**Extract to read**
Konkomba–Nanumba conflict (also known as the Guinea fowl war) was a tribal war in Northern Ghana in 1994. It was fought between the Konkomba, Nawuri, Nchumuru, and Basare tribes, versus the Nanumba, Dagomba and Gonja tribes on the other side. The basis of the war were tribal claims over land ownership. The violence reportedly claimed more than 1,000 lives and displaced 150,000 persons.

The Konkomba-Nanumba conflict (Guinea fowl war) conflict was sparked on 31 January 1994 in the market of the small town of Nakpayili, near the Togolese border in up-country Ghana, over the price of a guinea fowl. Initially, the clash occurred between two men: a Konkomba and a Nanumba. The two men were engaged in a common, intense Ghanaian pastime – bargaining. One outbid the other for a black guinea-fowl. Tempers flared into a brawl. Next day, the man outbid killed his rival, the Nanumba man, sparking a less common Ghanaian activity: tribal war. The clashes resulted from longstanding grievances over land ownership and the prerogatives of chiefs. A military task force restored order, but a state of emergency in the region remained in force until mid-August 1994.

The hundreds of people who lost their lives and thousands of them that lost their valuable possessions and several hundreds who were rendered homeless constituted a national catastrophe. A major war strategy of the combatants involved the destruction of farmlands of opponents in order to force them to surrender.

The ‘soft African state’ has proven incapable of structuring society in a manner to contain ethnic conflicts once they have occurred. By the close of 1995, the Guinea Fowl War had claimed over 1,000-2,000 deaths, 150,000-230,000 displaced and destruction of over 500 villages.

To restore law and order, the government declared on 10 February 1994 a state of emergency in seven areas of the Northern Region where the fighting was taking place.

The Northern Region is one of the sixteen regions of Ghana. It is located in the north of the country and was the largest of the sixteen regions, covering an area of 70,384 square kilometres or 31 percent of Ghana’s area until December 2018 when the Savannah Region and North East Regions were created from it. The Northern Region is divided into 14 districts. The region’s capital is Tamale.

The Konkomba-Nanumba conflict (Guinea fowl war) appeared to be handled by the Rawlings Government effectively, and abuses by the armed forces were rarely reported. His government made several attempts at peace and reconciliation and as of the end of 1995, the conflict was well under control if not fully resolved. Rawlings urged the combatants to work for the prosperity of the region and country and tried to convince them that internal conflict would only cause larger problems in the long run.

**Exercise task A**
In the text on the Guinea Fowl War, condense the paragraph beginning "The Northern Region is one of" into a bulleted list that keeps its main facts.

**Information shown**

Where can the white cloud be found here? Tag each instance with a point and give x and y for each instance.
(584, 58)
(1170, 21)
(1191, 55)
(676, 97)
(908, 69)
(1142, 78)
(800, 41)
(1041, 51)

**Exercise task B**
Pull out each line of the records that contains the word "found".

**Final result A**
- One of Ghana's sixteen regions, in the north of the country
- Was the largest region, covering 70,384 square kilometers (31 percent of Ghana's area), until December 2018
- In December 2018, the Savannah and North East Regions were created from it
- Divided into 14 districts
- Capital: Tamale

**Final result B**
Where can the white cloud be found here? Tag each instance with a point and give x and y for each instance.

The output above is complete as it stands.